Data to use:
━━━━━━━━━━

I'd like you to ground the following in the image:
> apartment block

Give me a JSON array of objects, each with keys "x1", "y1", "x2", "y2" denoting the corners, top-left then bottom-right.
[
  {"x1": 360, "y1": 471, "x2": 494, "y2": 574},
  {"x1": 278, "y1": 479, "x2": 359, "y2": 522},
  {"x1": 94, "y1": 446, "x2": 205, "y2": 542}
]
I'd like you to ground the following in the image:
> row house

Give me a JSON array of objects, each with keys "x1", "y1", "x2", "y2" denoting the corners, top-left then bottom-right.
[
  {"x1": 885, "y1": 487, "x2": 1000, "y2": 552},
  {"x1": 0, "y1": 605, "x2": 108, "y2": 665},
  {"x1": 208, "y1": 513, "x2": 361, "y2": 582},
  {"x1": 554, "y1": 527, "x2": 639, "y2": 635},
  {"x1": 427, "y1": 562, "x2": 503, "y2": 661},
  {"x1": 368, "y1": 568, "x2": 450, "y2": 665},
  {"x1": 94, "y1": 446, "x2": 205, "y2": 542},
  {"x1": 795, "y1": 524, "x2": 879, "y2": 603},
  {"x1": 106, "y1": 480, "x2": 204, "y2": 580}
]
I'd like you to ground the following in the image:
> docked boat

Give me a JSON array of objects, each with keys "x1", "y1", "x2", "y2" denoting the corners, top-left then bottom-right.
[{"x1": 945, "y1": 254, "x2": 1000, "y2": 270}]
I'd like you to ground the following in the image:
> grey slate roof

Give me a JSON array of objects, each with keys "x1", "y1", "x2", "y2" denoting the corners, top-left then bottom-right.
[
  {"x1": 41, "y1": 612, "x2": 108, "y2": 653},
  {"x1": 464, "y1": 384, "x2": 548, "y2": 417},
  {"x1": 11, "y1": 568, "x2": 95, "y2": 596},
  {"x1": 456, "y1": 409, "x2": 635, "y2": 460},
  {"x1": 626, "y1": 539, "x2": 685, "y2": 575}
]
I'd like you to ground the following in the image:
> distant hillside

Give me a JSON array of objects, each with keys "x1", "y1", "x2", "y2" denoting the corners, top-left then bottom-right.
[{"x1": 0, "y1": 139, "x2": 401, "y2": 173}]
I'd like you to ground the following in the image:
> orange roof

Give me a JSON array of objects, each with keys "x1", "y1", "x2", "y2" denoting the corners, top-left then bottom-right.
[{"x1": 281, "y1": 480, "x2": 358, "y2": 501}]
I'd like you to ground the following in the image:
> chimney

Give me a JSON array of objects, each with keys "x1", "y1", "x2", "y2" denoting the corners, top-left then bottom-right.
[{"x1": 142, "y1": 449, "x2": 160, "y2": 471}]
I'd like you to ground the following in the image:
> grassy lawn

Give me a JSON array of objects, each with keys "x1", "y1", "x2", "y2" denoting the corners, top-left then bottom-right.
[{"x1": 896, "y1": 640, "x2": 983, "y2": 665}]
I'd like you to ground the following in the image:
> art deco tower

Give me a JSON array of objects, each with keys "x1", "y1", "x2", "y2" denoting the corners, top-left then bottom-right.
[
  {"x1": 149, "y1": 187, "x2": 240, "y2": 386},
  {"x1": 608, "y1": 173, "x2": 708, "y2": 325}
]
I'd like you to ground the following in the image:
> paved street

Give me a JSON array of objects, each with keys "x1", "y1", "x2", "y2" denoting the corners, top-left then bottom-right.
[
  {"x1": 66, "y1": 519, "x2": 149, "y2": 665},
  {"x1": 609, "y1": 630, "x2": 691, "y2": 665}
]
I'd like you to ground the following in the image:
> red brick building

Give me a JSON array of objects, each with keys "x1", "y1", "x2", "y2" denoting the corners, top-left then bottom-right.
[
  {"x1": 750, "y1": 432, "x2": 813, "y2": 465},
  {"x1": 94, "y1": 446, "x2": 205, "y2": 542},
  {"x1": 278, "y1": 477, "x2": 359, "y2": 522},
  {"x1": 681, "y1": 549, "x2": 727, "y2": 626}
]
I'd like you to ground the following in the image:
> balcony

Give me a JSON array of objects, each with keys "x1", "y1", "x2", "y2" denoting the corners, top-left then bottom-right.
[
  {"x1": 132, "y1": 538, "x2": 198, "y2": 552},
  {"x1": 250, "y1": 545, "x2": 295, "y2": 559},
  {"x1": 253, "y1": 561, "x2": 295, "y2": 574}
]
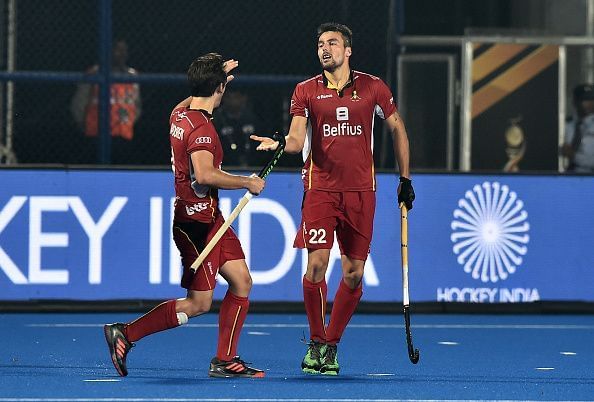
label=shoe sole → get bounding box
[301,367,320,374]
[208,372,266,378]
[103,325,127,377]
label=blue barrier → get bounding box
[0,169,594,303]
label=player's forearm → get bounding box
[285,133,303,154]
[196,168,250,190]
[393,122,410,178]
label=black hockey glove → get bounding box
[398,176,415,210]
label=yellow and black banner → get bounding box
[471,43,559,171]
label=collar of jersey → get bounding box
[186,106,212,119]
[322,69,355,91]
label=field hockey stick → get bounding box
[190,133,285,272]
[400,203,419,364]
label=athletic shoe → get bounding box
[301,340,326,374]
[103,323,134,377]
[208,356,265,378]
[320,345,340,375]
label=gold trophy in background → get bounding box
[503,116,526,172]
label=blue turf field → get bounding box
[0,314,594,401]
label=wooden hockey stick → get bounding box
[190,133,285,272]
[400,203,419,364]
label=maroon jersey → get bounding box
[169,107,223,222]
[291,71,396,191]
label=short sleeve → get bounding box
[289,84,309,117]
[375,78,396,120]
[187,124,217,155]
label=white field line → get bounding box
[0,398,569,402]
[25,323,594,330]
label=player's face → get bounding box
[318,31,351,72]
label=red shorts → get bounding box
[293,190,375,261]
[173,215,245,290]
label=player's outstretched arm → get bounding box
[250,116,307,154]
[386,112,415,210]
[191,150,265,195]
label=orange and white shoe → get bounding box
[103,323,134,377]
[208,356,265,378]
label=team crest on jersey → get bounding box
[175,110,186,121]
[336,106,349,121]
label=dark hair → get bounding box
[188,53,227,97]
[318,22,353,47]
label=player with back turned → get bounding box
[251,23,415,375]
[104,53,264,377]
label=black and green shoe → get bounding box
[301,340,326,374]
[320,345,340,375]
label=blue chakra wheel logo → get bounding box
[450,181,530,283]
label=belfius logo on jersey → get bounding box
[437,181,540,303]
[322,106,363,137]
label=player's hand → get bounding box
[246,174,266,195]
[250,135,278,151]
[223,59,239,84]
[398,177,415,210]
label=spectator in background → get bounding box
[70,40,141,164]
[214,90,263,167]
[561,84,594,174]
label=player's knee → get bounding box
[184,299,212,318]
[306,258,328,282]
[229,270,253,294]
[343,268,363,286]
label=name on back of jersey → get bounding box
[186,202,208,215]
[169,124,184,140]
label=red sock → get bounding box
[217,291,250,360]
[303,276,328,342]
[124,300,179,342]
[326,280,363,345]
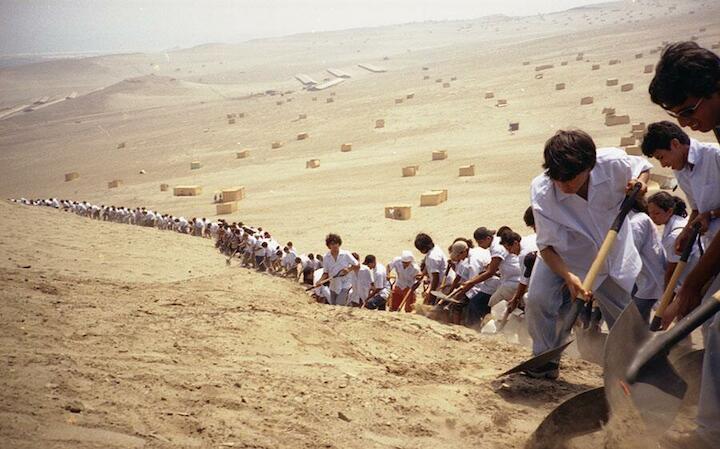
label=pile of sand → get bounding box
[0,203,601,449]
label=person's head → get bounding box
[641,120,690,170]
[500,231,522,255]
[648,41,720,132]
[415,232,435,254]
[648,192,687,225]
[543,129,596,194]
[496,226,512,238]
[473,226,495,249]
[400,250,415,268]
[523,206,535,231]
[325,234,342,254]
[449,240,470,262]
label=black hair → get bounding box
[325,233,342,246]
[450,237,475,248]
[641,120,690,157]
[500,231,522,245]
[543,129,596,181]
[497,226,512,238]
[415,232,435,254]
[648,41,720,109]
[648,192,687,217]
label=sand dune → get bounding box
[0,0,720,448]
[0,202,600,448]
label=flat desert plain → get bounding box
[0,0,720,448]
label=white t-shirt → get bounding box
[628,211,665,299]
[348,265,373,304]
[673,139,720,247]
[425,245,447,283]
[530,148,652,293]
[467,245,504,297]
[520,234,538,285]
[390,257,420,289]
[323,249,358,293]
[310,270,330,302]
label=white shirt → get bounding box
[530,148,651,293]
[498,251,522,286]
[425,245,447,276]
[673,139,720,247]
[661,215,688,263]
[520,234,538,285]
[467,245,505,296]
[628,211,665,299]
[349,265,373,303]
[310,268,330,302]
[390,257,420,289]
[370,262,390,299]
[323,249,358,293]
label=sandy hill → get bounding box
[0,0,720,260]
[0,202,601,449]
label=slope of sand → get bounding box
[0,1,720,260]
[0,202,600,448]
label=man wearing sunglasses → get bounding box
[649,42,720,449]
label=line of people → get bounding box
[9,37,720,449]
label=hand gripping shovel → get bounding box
[650,223,700,332]
[603,291,720,435]
[498,184,640,377]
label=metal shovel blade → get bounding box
[575,326,608,366]
[525,349,705,449]
[525,387,610,449]
[603,302,687,434]
[498,340,573,377]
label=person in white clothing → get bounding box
[460,226,505,326]
[489,231,522,307]
[525,130,652,379]
[386,250,420,312]
[628,199,665,323]
[316,234,359,306]
[363,254,390,310]
[648,192,699,291]
[415,233,448,304]
[348,255,373,307]
[310,268,330,304]
[508,206,538,311]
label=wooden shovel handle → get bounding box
[577,229,617,300]
[577,183,641,300]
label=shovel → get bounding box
[500,184,640,376]
[650,223,700,332]
[603,291,720,435]
[525,349,704,449]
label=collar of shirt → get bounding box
[551,164,609,202]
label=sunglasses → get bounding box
[666,98,705,118]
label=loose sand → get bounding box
[0,0,720,448]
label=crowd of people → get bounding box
[8,42,720,449]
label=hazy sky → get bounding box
[0,0,599,55]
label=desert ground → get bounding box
[0,0,720,448]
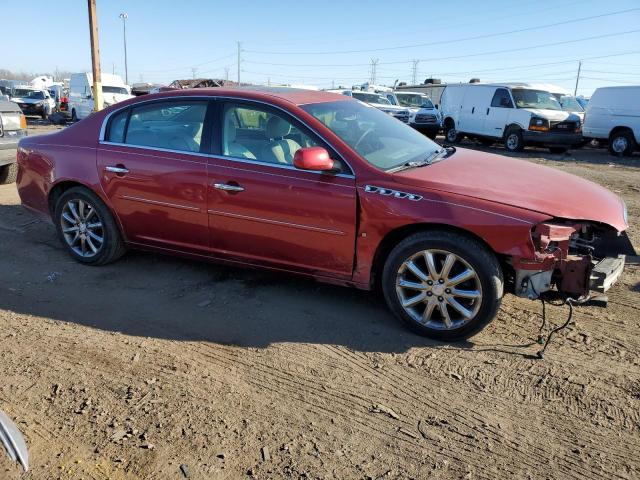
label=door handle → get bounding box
[213,183,244,192]
[104,165,129,175]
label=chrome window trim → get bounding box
[98,95,355,179]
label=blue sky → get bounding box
[5,0,640,95]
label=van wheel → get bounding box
[382,231,504,341]
[609,130,636,156]
[0,163,18,185]
[504,127,524,152]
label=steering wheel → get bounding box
[353,127,375,148]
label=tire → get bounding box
[444,122,462,143]
[382,231,504,341]
[53,187,126,265]
[609,130,637,157]
[549,147,569,153]
[0,163,18,185]
[504,127,524,152]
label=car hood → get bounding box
[523,108,580,122]
[394,148,627,231]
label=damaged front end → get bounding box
[511,220,636,299]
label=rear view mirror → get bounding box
[293,147,334,172]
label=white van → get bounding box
[69,72,133,122]
[440,83,582,153]
[583,86,640,155]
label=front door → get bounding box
[97,100,209,253]
[208,102,356,278]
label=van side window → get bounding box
[106,108,129,143]
[491,88,513,108]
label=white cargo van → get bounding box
[440,83,582,153]
[69,72,133,121]
[583,86,640,155]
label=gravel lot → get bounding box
[0,124,640,480]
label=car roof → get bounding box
[145,86,351,105]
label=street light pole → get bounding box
[120,13,129,85]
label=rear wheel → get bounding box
[609,130,636,156]
[0,163,18,185]
[54,187,125,265]
[504,127,524,152]
[382,231,503,340]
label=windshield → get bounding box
[511,88,562,110]
[13,89,44,100]
[302,100,440,170]
[102,85,129,95]
[553,93,584,112]
[353,92,384,105]
[396,93,434,108]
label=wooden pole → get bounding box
[87,0,103,112]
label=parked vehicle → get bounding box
[384,91,441,139]
[583,86,640,155]
[329,90,409,123]
[18,88,633,340]
[0,100,27,185]
[11,87,56,119]
[441,83,582,153]
[68,73,133,122]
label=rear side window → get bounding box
[491,88,513,108]
[107,109,129,143]
[108,100,207,152]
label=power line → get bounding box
[242,7,640,55]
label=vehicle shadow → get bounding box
[0,201,484,352]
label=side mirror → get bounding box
[293,147,334,172]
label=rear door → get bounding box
[207,100,356,278]
[97,99,209,253]
[484,88,514,137]
[460,85,495,135]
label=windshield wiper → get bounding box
[387,148,447,173]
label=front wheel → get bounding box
[54,187,125,265]
[382,231,504,341]
[609,130,636,156]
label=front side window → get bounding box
[511,88,562,110]
[491,88,513,108]
[302,100,440,170]
[121,100,207,152]
[222,104,320,165]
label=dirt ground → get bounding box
[0,122,640,480]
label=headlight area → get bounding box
[511,220,635,299]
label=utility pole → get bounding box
[411,60,420,85]
[87,0,103,112]
[120,13,129,85]
[573,60,582,97]
[238,42,242,86]
[371,58,380,85]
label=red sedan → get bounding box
[18,89,633,340]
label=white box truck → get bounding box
[69,72,133,122]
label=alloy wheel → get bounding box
[60,198,104,258]
[396,249,482,330]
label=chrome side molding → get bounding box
[364,185,422,202]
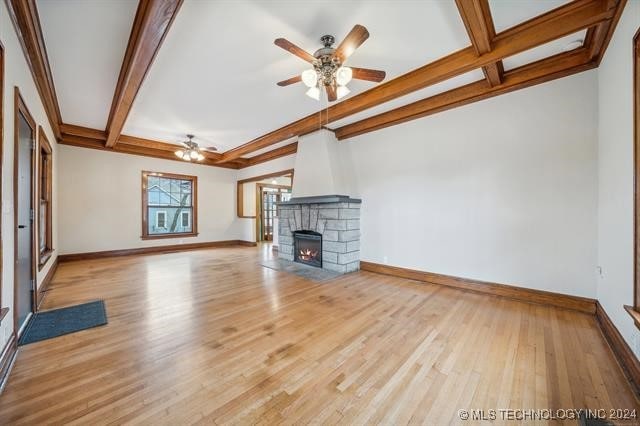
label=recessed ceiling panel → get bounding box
[124,0,470,151]
[37,0,138,129]
[502,30,587,70]
[489,0,571,33]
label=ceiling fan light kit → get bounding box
[174,135,209,161]
[274,25,386,102]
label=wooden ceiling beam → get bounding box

━━━━━━━━━━

Shift every bounding box coordinate in the listing above by -51. Rewrite each line, starting at the line that contains "label=van wheel → get bounding box" and stopping after the line that contains "[394,148,627,231]". Copy the remaining lines in that span unchanged and include nothing outside it.

label=van wheel → get bounding box
[331,180,453,290]
[558,79,585,105]
[-51,112,-33,134]
[453,76,473,101]
label=steering wheel → get bounding box
[302,76,324,97]
label=tire → get bounding box
[393,71,411,92]
[331,180,453,290]
[2,136,75,214]
[558,79,586,106]
[498,96,518,102]
[-51,112,-33,134]
[453,76,473,101]
label=car hood → get bounding box
[472,57,529,71]
[343,97,576,180]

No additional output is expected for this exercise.